__Task to complete__: Set down each line of the data exactly, but not the pictures.

__Available records__:
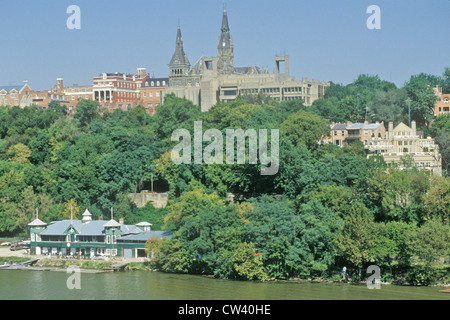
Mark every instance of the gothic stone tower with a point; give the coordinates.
(179, 65)
(225, 48)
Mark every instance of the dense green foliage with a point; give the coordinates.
(327, 207)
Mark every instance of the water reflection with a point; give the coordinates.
(140, 285)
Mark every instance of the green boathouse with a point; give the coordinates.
(91, 238)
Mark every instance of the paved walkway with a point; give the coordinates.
(5, 252)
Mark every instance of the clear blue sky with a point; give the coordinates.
(325, 40)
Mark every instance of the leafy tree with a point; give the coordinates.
(19, 153)
(55, 106)
(173, 257)
(357, 236)
(431, 240)
(420, 90)
(174, 113)
(86, 111)
(437, 200)
(249, 265)
(306, 128)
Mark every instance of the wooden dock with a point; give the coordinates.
(116, 267)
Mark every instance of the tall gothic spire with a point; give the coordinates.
(179, 64)
(225, 47)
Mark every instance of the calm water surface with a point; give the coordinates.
(137, 285)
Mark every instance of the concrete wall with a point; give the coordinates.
(159, 200)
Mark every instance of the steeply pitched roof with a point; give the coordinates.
(10, 88)
(179, 57)
(37, 222)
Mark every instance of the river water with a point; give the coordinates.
(145, 285)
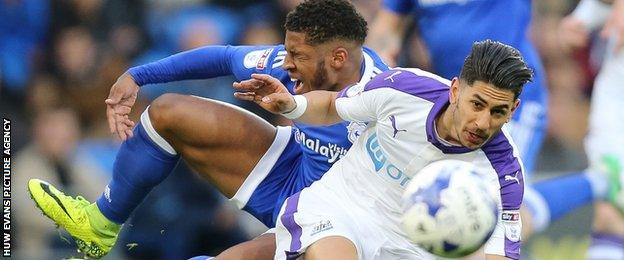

__Finished exercise__:
Mark every instance of the gothic stone tower with a point; give the coordinates.
(179, 65)
(225, 48)
Mark every instance of the dense green foliage with a point; give the coordinates.
(327, 207)
Mark every instance of the water reflection with a point; give the coordinates.
(140, 285)
Mark every instance of the green boathouse with a point; give the coordinates.
(91, 238)
Mark every instance of the paved walkway with a point; give the coordinates.
(5, 252)
Mark every instance of the clear blue sky with a point; give the coordinates.
(325, 40)
Mark every instance of the leafy tree with a point; give the coordinates.
(19, 153)
(55, 106)
(173, 257)
(357, 236)
(431, 240)
(420, 90)
(174, 113)
(86, 111)
(437, 200)
(249, 265)
(306, 128)
Mark every instance of the wooden dock with a point; give the coordinates.
(116, 267)
Mark every instance of the tall gothic spire with a point; give the coordinates.
(179, 64)
(225, 47)
Mark every instance of the calm water surface with a point; give the coordinates.
(137, 285)
Mark every instance of the concrete wall with a point; give the coordinates.
(159, 200)
Mark every instance of the steeply pitched roof with a point; give the coordinates.
(10, 88)
(179, 57)
(37, 222)
Mark every instance of the river water with a point; give the coordinates.
(145, 285)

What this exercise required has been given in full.